**ABOUT THIS EXERCISE**
Lines before the one containing "Please mark the narrow" in the records below are to be left out; that line and all after it, through the end, are to be retyped exactly.

**INPUT MATERIAL**
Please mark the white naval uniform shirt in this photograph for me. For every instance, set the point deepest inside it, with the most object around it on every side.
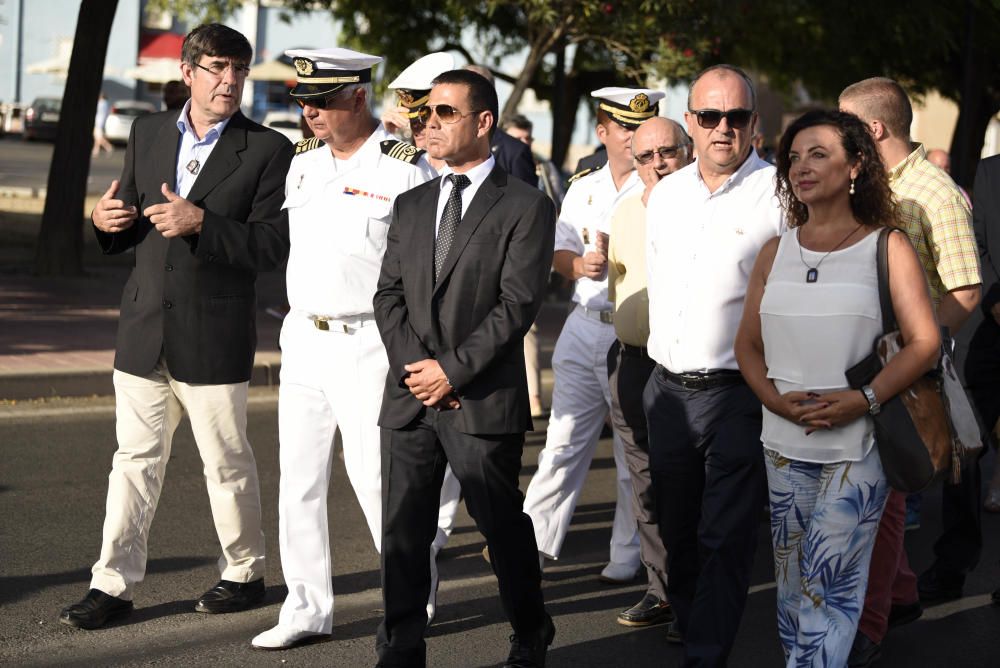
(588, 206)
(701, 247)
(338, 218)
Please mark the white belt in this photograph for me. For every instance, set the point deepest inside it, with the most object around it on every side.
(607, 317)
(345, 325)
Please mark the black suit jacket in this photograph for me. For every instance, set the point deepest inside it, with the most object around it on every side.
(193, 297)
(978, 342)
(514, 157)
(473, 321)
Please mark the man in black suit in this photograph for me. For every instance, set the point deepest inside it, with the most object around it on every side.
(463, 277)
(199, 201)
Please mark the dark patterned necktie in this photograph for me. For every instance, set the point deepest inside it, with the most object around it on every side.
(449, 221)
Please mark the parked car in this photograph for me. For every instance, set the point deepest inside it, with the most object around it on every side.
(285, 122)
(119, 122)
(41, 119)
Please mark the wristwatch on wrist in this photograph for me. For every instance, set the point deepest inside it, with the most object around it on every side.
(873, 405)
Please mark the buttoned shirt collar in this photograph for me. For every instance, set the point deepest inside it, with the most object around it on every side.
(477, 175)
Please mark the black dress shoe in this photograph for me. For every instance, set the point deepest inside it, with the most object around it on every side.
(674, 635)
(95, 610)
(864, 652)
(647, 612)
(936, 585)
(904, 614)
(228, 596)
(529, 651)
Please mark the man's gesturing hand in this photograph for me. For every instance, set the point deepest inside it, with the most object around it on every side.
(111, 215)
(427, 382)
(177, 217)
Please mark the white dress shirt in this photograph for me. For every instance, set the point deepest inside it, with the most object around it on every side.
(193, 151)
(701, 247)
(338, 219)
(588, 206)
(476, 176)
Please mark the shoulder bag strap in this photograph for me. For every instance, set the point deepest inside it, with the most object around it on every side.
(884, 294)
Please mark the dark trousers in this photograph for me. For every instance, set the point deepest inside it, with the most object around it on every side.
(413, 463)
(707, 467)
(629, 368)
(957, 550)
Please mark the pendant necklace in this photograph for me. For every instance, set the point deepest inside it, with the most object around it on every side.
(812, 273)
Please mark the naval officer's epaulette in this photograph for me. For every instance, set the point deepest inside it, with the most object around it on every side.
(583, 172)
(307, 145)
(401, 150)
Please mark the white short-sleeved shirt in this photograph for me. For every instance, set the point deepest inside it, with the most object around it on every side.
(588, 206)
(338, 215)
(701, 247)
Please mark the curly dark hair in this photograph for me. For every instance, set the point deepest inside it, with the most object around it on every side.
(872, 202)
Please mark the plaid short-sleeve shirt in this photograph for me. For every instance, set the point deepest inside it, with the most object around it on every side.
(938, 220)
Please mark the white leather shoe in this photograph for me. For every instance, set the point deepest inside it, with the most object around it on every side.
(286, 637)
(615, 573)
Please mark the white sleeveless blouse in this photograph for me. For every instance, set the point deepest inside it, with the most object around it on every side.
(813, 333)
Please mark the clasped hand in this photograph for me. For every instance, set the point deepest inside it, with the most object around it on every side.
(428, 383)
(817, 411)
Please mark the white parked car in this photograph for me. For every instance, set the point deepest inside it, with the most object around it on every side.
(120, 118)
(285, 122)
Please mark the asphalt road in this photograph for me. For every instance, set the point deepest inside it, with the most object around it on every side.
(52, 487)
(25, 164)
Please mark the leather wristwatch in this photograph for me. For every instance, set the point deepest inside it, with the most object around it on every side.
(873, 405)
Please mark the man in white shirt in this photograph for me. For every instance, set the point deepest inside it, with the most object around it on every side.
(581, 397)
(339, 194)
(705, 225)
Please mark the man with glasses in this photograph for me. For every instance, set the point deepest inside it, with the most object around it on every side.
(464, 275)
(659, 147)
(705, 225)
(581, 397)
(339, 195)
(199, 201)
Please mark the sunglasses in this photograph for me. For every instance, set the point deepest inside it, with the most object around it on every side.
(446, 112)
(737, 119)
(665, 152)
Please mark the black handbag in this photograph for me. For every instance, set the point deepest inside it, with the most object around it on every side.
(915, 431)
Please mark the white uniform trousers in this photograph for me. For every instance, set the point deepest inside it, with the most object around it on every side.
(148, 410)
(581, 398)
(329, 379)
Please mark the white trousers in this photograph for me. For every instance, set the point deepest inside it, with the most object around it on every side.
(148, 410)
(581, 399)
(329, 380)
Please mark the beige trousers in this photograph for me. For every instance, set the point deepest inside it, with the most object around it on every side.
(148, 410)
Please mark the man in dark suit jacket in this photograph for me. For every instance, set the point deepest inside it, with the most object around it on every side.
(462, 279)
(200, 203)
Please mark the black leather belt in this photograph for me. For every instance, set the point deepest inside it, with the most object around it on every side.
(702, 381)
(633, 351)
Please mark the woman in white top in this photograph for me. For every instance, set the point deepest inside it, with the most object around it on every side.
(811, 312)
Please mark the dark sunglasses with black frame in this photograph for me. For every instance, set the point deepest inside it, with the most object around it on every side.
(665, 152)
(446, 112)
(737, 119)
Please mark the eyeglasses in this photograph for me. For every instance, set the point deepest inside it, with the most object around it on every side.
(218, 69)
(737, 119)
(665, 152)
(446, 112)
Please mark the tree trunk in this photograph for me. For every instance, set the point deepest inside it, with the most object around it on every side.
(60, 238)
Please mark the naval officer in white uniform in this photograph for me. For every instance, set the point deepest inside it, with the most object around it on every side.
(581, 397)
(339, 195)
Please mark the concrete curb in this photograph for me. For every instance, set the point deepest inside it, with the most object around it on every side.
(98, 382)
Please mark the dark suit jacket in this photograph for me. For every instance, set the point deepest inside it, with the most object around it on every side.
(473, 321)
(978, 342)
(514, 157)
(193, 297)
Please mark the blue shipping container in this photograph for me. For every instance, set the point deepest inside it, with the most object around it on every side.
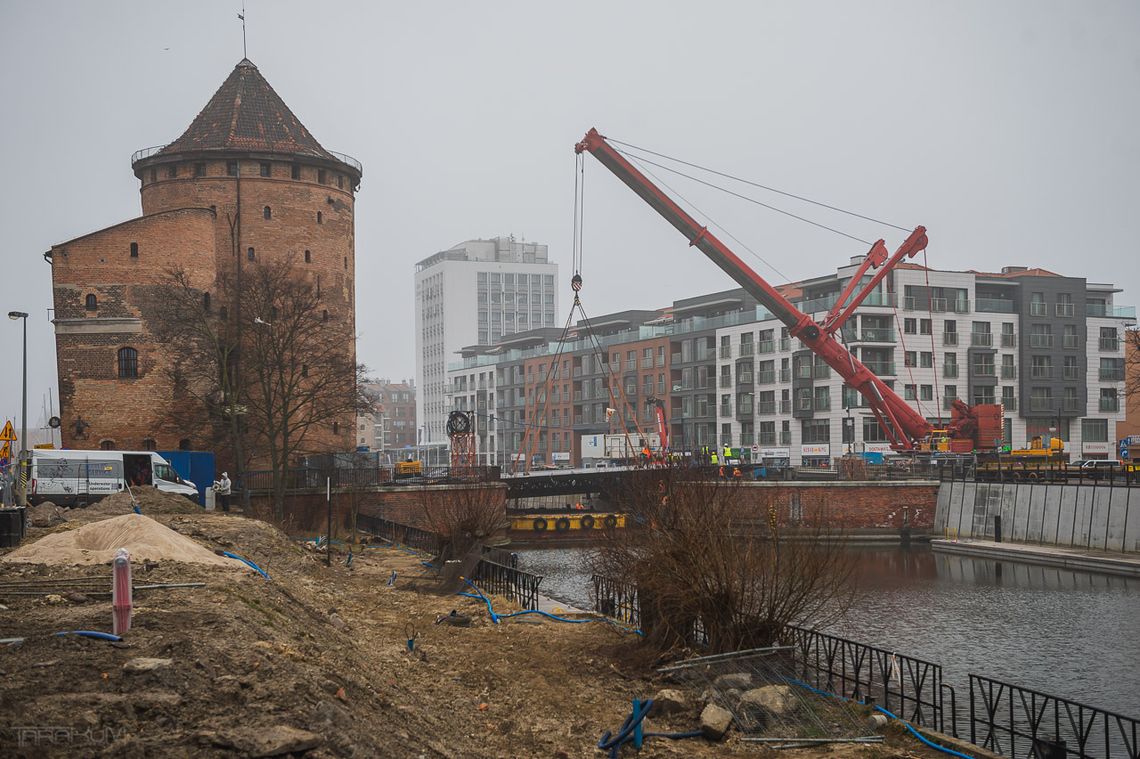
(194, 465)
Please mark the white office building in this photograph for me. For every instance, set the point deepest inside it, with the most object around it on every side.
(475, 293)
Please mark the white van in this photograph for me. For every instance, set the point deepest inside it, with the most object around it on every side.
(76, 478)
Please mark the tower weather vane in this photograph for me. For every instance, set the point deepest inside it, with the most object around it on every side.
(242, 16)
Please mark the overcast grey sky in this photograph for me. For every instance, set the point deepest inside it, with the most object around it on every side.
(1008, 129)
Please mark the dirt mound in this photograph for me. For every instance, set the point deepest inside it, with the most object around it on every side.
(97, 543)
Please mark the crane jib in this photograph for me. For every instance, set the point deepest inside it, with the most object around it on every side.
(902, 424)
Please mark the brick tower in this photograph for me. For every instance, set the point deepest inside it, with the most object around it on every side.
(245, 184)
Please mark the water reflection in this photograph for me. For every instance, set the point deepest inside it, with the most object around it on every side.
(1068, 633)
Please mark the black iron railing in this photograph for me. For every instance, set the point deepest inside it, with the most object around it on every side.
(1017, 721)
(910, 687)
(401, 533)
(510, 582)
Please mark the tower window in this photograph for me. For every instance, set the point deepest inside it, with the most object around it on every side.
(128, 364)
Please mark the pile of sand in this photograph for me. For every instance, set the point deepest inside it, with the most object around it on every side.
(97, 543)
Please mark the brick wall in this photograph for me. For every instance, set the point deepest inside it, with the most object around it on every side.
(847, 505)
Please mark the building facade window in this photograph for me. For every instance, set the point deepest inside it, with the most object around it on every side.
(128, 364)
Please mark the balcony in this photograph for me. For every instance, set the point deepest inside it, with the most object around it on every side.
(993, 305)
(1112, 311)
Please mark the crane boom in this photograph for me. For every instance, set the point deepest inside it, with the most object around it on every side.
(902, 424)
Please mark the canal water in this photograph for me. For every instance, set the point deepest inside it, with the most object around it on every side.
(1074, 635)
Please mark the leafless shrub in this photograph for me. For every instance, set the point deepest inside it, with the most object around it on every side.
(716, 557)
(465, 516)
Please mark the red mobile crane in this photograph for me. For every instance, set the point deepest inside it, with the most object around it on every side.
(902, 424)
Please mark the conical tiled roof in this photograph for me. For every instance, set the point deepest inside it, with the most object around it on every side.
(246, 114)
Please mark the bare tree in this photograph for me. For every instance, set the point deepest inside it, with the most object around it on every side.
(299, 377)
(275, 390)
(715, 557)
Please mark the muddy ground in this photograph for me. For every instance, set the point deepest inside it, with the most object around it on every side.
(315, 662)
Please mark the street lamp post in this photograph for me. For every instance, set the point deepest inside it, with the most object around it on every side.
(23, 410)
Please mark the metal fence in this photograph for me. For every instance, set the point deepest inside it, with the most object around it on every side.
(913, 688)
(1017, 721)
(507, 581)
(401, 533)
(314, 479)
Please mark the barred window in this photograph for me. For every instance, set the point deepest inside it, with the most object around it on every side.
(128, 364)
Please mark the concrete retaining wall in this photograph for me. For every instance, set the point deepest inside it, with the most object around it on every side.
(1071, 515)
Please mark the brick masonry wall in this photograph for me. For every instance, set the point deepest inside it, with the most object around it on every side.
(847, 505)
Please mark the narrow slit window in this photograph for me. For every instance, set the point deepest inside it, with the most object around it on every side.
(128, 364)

**ANSWER AREA**
Please mark the narrow slit window in this photograph for me. For every instance, set the point deepest inside it, with the most object around it on every side.
(128, 364)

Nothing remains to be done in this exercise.